TASK STATEMENT: Filter the records for lines holding the string "book".

GIVEN RECORDS:
⁂
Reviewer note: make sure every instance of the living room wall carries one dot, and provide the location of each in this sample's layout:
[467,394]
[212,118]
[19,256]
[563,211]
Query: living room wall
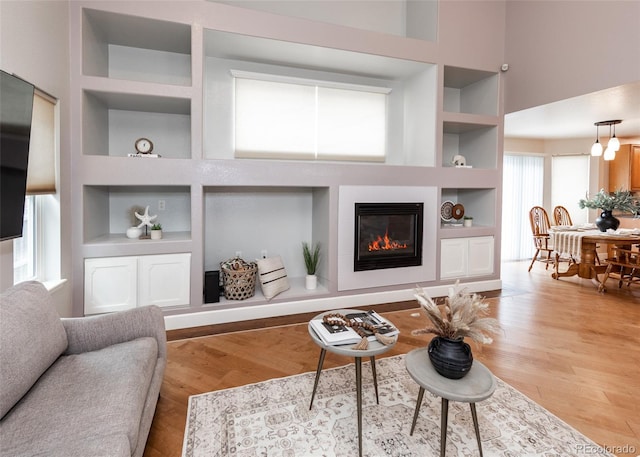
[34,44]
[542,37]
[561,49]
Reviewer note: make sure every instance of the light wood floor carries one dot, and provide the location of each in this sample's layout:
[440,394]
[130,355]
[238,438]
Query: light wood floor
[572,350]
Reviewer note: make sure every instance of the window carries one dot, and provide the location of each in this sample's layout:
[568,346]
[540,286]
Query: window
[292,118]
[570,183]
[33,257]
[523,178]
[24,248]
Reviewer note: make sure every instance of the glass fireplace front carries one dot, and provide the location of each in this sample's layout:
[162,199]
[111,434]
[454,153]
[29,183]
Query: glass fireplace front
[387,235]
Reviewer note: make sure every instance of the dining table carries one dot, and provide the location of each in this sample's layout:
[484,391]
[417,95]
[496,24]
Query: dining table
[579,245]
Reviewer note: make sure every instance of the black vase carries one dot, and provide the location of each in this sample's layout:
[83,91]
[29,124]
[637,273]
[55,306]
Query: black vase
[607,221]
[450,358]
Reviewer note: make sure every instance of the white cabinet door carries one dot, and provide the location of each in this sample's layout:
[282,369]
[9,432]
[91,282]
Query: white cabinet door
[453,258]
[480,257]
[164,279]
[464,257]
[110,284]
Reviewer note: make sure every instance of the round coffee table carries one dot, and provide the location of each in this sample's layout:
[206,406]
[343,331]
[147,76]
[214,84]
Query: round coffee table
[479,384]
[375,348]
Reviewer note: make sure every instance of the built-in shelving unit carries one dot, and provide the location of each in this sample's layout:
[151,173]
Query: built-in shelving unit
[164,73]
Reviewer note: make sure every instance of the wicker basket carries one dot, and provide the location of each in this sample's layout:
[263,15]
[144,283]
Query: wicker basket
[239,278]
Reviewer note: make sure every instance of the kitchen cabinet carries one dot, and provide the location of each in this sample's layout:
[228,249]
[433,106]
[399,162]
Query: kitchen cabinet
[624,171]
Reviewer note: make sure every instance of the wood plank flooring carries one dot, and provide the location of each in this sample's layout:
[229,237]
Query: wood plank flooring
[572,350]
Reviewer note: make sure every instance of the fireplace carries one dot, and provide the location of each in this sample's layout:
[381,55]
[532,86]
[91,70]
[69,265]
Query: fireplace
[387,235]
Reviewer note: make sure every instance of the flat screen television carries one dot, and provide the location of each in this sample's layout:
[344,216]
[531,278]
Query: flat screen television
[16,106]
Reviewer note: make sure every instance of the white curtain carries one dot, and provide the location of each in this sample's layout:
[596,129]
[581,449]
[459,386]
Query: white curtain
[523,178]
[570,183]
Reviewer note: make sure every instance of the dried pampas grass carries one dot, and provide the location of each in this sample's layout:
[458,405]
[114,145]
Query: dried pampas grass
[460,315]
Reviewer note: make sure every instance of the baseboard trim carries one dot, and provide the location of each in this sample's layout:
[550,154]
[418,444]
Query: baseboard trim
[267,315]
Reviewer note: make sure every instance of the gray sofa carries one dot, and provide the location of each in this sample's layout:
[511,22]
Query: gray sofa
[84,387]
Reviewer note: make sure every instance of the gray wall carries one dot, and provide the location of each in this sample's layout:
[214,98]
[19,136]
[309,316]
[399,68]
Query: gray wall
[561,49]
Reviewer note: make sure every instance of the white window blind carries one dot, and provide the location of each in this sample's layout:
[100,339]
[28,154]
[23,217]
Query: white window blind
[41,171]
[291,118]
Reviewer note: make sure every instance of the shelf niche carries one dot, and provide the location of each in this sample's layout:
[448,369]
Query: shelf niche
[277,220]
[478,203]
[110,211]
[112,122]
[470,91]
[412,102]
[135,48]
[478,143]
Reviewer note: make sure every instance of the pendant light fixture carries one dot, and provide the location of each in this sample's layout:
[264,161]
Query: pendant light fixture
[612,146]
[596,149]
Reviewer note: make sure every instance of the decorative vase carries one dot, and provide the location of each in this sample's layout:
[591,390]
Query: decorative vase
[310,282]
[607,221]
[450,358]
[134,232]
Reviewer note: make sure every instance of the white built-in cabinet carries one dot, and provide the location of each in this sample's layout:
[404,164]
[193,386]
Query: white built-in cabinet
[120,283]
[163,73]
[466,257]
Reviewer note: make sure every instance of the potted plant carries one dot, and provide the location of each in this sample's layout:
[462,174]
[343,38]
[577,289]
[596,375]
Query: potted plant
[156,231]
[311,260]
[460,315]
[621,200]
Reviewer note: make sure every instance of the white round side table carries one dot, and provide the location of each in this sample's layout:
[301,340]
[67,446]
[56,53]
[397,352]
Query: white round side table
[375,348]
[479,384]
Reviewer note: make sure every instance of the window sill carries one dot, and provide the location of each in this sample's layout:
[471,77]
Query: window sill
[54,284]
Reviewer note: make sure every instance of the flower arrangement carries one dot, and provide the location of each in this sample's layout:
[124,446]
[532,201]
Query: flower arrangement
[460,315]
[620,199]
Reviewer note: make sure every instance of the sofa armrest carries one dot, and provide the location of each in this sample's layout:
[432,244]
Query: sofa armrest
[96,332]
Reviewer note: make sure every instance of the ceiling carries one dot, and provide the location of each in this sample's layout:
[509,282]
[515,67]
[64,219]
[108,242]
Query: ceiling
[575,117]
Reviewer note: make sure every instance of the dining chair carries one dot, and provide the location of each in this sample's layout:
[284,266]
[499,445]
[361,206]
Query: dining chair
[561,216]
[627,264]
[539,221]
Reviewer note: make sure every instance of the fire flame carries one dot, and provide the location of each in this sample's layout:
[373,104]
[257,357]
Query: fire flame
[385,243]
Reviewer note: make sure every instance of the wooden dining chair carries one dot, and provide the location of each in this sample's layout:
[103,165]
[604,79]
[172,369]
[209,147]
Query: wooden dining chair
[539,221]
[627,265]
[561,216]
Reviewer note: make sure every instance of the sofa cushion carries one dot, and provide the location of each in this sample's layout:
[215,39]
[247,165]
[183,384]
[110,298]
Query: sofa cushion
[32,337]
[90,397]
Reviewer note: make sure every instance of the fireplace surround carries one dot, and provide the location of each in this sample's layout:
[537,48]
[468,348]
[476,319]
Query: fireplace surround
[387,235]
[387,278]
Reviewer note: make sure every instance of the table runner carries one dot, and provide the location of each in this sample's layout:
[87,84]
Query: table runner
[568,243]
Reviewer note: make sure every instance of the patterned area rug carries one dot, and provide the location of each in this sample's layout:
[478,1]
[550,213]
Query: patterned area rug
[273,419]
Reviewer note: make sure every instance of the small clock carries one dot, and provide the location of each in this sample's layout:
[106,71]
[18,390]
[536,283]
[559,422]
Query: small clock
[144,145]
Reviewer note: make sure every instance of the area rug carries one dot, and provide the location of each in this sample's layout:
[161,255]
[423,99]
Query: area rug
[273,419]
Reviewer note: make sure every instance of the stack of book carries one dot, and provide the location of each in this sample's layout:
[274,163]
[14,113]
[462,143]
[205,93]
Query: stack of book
⁂
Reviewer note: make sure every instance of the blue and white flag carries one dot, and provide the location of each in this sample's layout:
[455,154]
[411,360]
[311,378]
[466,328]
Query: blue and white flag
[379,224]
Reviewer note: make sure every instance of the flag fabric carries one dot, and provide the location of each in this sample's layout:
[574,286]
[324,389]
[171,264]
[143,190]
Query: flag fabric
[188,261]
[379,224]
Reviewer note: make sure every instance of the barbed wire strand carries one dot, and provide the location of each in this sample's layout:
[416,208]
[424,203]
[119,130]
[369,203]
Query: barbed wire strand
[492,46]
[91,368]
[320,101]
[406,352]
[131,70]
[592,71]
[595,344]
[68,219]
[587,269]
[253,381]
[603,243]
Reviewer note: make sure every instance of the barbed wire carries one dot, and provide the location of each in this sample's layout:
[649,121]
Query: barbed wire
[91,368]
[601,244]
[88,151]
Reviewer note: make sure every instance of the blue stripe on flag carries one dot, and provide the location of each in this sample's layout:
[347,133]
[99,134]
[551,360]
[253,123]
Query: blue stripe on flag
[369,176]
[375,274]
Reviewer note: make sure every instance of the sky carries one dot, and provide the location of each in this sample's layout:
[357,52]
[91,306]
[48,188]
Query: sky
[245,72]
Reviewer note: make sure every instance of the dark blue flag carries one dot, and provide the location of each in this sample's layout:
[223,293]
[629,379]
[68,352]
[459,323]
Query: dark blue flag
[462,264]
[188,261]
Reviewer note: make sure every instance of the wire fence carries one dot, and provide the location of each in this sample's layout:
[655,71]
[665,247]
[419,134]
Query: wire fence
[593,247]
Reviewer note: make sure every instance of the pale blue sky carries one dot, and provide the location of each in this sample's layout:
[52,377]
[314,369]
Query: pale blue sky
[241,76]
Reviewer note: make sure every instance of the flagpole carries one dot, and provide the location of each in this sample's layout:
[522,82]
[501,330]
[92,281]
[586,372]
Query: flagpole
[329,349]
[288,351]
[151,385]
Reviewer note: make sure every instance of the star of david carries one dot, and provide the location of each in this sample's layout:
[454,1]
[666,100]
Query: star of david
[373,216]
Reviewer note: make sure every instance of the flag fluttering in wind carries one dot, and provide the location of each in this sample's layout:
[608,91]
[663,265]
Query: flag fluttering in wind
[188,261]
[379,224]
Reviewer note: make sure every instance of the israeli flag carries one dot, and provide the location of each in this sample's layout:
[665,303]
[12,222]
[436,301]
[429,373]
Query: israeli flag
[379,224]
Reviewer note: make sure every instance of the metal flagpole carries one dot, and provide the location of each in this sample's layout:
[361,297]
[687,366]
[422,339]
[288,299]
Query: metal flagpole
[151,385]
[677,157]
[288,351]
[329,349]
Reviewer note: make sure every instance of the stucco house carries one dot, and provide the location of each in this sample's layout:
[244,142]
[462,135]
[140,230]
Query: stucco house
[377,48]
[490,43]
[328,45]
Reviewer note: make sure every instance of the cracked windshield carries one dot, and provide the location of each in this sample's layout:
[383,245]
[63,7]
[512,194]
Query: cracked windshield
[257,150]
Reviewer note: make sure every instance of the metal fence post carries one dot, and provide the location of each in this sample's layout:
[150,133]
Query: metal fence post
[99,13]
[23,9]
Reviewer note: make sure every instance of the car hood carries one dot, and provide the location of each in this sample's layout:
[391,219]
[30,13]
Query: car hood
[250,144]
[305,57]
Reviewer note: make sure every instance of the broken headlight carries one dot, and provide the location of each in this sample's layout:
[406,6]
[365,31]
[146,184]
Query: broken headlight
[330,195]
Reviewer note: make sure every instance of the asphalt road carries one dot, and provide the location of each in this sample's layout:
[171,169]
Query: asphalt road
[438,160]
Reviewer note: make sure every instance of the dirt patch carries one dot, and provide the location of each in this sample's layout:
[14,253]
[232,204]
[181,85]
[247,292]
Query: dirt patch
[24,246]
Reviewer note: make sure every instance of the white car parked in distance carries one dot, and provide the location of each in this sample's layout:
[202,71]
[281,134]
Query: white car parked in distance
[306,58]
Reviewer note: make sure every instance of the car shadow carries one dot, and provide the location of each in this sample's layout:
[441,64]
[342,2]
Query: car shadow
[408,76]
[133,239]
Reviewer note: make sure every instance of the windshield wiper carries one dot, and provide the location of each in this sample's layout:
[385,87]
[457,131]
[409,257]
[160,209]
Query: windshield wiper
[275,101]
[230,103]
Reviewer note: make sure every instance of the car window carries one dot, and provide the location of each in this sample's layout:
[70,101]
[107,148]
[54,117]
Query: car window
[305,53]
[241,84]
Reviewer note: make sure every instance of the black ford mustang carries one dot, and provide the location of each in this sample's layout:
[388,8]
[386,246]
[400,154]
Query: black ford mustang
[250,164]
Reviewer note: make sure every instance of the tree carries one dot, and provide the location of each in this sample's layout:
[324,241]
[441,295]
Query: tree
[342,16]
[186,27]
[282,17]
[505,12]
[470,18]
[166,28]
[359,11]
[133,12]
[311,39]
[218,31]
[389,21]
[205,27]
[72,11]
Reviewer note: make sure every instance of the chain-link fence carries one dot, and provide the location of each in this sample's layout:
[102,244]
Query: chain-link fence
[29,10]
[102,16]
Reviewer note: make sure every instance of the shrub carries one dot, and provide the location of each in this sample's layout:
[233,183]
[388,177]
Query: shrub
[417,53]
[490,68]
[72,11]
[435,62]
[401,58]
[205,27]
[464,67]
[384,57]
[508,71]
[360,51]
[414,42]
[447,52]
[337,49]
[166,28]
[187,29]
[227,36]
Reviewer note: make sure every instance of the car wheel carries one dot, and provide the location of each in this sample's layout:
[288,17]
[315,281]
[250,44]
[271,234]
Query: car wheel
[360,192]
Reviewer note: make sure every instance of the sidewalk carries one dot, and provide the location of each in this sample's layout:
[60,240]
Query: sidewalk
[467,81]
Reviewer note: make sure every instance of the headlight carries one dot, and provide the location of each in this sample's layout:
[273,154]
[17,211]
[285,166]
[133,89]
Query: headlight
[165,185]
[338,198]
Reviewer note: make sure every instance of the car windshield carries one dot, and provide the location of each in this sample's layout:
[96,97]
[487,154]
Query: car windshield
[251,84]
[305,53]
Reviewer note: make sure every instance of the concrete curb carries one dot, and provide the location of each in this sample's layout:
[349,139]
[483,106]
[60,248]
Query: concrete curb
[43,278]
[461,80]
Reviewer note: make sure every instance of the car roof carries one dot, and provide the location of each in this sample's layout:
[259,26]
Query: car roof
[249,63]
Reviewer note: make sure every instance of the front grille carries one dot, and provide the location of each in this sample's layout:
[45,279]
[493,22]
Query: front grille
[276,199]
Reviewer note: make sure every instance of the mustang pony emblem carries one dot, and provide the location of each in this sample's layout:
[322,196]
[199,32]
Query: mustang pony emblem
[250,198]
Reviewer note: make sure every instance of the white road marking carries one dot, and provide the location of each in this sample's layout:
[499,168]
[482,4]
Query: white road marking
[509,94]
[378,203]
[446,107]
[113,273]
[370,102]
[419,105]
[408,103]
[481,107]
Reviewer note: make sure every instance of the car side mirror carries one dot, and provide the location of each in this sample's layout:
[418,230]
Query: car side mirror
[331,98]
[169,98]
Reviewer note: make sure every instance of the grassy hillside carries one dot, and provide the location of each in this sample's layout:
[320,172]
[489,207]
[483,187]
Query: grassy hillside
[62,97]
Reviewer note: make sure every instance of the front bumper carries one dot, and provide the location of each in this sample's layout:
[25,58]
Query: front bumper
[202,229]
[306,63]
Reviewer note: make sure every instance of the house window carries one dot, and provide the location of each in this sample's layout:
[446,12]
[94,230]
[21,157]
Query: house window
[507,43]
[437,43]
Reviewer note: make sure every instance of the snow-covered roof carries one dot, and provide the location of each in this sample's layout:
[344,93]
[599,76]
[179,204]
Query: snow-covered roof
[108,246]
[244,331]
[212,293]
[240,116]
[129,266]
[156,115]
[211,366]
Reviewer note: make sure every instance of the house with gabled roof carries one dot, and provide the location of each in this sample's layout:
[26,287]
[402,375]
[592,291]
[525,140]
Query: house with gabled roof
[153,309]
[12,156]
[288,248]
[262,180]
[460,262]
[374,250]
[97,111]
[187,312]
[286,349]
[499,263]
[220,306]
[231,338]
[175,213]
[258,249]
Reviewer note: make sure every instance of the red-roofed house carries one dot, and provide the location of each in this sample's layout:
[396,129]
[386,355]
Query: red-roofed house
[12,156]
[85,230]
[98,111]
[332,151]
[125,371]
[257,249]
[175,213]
⁂
FINAL ANSWER:
Reviewer note: make sure every instance of the stack of book carries one dot, and provide the location of each in this sample's layout:
Query: stack of book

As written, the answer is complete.